## Directions
[1] According to the publication record on biosolids and FGD-gypsum, on what date was the publication accepted?
[2] For each statement, answer yes or no based on the publication record on biosolids and FGD-gypsum, and quote the words that decide it: (a) The work was published in 2012. (b) Green is affiliated with the University of Maryland Eastern Shore. (c) The work was published as a full journal article.
[3] Pick up the publication record on biosolids and FGD-gypsum after its citation line and continue writing it.

====== Document excerpt

Location: Adaptive Cropping Systems LaboratoryTitle: Effects of biosolids and FGD-gypsum amended soil on metal uptake by lettuce and Edamame soybean and nodules development Author
|Hirpassa, W - University Of Maryland Eastern Shore (UMES)|
|Green, B - University Of Maryland Eastern Shore (UMES)|
Submitted to: Meeting Abstract
Publication Type: Abstract Only
Publication Acceptance Date: 12/20/2011
Publication Date: 2/22/2012
Citation: Codling, E.E., Hirpassa, W., Green, B. 2012. Effects of biosolids and FGD-gypsum amended soil on metal uptake by lettuce and Edamame soybean and nodules development. Meeting Abstract. UMD Eastern Shore Regional Research Symposium Booklet, page 9.

============
====== Given data

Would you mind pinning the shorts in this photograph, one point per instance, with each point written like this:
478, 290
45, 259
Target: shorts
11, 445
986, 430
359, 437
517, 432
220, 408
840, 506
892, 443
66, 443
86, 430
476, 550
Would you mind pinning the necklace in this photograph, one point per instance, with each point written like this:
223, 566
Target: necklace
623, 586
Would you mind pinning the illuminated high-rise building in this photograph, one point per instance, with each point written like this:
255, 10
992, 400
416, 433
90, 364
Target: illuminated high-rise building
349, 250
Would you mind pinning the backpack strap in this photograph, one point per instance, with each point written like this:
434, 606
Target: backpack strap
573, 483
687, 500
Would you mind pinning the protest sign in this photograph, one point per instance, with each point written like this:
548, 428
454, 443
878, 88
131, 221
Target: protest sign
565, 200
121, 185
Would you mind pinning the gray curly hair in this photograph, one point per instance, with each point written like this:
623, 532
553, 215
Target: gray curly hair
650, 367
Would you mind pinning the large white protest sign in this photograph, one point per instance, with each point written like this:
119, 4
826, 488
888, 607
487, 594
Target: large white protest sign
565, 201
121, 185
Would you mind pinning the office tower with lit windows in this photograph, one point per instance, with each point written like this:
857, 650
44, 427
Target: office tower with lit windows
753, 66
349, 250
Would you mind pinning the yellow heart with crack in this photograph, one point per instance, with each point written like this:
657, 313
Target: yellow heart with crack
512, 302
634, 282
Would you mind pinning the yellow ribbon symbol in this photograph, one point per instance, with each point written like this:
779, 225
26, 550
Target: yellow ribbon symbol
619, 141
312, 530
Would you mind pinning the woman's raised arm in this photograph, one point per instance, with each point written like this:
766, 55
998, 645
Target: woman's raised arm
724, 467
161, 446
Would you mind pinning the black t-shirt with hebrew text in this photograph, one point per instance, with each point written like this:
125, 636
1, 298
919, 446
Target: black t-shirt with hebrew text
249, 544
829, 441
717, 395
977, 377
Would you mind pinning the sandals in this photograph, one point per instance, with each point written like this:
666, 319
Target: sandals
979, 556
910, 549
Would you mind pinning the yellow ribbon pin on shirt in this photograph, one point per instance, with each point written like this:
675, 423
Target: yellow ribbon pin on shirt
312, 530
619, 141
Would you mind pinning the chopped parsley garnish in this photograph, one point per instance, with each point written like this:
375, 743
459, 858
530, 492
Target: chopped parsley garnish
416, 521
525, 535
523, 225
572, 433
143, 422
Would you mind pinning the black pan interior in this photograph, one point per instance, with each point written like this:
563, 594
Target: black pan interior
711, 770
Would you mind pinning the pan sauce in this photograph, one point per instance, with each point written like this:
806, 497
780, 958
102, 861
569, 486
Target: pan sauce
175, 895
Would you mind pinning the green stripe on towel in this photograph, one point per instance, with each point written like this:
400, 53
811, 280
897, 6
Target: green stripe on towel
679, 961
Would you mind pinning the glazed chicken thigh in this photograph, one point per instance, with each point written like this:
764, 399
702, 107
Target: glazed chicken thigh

============

## Answers for the tasks
[1] 12/20/2011

[2]
(a) Yes: "Publication Date: 2/22/2012"
(b) Yes: "Green, B - University Of Maryland Eastern Shore (UMES)"
(c) No: "Publication Type: Abstract Only"

[3]
Technical Abstract: Biosolids and flue gas desulfurization (FGD)-gypsum amended soils are a rich nutrient source for plant growth and could reduce soil contamination by synthetic fertilizers. According to previous studies, these soil amendments have also enhanced some rhizobacteria (Bradyrhizobium japonicum) in the rhizosphere of the soybean. Lettuce and Edamame soybean (vegetable soybean), two specialty crops, could utilize these amendments. However, some studies have indicated concerns of absorption of heavy metals in crops grown in those soils. Therefore, a greenhouse study was conducted at the ARS Environmental Management By-Product Utilization Laboratory in Beltsville, MD to determine the uptake of heavy metals (cadmium, copper, lead, manganese, nickel, and zinc) in lettuce and Edamame soybean grown in these amended soils; effect of Biosolids and FGD–gypsum soil on Rhizobium nodulation of soybean; and long-term effect of these amended soils on heavy metal uptake in these crops. Lettuce and soybean (pre-soaked with B. japonicum) seeds were planted in pots, six treatments total including control, with high and low levels of biosolids and FGD-gypsum additives and the experiment was conducted under controlled environment growth room conditions. Plants will be harvested at select growth stages and analyzed for heavy metals uptake (initially and over time), nodulation rate of soybean, and Rhizobium activity. The results should support the U.S. EPA standards (40 CER, part 503) and the hypothesis of this study that there will be no negative effects on lettuce or Edamame soybean uptake of heavy metals, soybean nodule development, or Rhizobium activity in the rhizosphere, initially and over time.